What you will do: Write out exactly, with no other output, the lines below from the one that contains "the blurred background." through the end.

** Supplied material follows **

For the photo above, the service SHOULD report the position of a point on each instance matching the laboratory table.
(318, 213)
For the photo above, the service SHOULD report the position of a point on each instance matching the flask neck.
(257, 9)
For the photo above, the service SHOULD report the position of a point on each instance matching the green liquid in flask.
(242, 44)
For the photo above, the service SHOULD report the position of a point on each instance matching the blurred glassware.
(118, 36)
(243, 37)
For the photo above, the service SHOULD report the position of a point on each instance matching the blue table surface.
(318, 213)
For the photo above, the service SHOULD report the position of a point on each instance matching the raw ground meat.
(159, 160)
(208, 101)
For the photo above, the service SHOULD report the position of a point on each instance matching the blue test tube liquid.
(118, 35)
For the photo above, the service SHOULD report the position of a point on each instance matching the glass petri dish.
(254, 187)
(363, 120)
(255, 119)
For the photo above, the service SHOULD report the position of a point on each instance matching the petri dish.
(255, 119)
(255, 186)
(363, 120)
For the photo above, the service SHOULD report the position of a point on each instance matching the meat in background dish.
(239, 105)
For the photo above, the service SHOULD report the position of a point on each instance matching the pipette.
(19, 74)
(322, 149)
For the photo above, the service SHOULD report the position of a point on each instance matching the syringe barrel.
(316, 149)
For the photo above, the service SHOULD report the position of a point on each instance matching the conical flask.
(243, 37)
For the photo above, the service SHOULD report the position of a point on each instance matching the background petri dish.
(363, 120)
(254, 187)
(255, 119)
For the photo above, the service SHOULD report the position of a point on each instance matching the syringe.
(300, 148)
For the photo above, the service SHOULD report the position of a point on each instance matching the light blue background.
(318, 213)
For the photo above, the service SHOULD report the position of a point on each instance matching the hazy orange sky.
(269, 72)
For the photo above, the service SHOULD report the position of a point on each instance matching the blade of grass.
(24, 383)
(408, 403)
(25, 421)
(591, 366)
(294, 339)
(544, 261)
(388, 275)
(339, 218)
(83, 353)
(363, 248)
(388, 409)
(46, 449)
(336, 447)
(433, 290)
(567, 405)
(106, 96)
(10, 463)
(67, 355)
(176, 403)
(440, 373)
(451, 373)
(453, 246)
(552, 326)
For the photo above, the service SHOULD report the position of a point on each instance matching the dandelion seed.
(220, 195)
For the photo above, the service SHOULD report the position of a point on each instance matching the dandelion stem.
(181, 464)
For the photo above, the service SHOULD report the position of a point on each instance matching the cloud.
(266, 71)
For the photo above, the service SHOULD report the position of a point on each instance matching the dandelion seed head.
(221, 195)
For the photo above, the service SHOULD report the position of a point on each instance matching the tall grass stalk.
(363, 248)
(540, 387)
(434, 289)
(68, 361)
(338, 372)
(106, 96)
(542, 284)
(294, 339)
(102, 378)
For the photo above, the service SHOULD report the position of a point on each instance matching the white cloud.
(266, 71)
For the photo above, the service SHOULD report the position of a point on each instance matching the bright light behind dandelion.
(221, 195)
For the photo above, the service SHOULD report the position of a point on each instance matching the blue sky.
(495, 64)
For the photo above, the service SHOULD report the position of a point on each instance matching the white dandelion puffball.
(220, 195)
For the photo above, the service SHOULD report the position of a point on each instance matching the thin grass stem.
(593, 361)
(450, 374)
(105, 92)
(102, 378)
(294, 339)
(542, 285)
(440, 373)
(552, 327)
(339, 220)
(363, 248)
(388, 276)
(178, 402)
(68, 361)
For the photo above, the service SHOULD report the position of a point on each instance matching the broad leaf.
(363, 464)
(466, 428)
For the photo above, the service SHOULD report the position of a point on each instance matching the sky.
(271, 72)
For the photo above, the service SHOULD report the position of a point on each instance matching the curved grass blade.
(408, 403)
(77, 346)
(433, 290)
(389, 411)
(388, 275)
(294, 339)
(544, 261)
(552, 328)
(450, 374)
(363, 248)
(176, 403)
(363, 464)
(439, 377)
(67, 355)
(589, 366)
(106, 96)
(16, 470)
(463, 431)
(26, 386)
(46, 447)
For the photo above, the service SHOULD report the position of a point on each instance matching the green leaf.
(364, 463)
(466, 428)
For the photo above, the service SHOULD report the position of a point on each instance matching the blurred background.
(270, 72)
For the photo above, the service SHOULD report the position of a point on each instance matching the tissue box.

** End of Supplied material **

Answer box:
For the photo above, the service SHOULD report the position of a point on each instance matching the blurred background.
(270, 72)
For the photo above, the service SHOULD report the position of a point on each instance matching the tissue box.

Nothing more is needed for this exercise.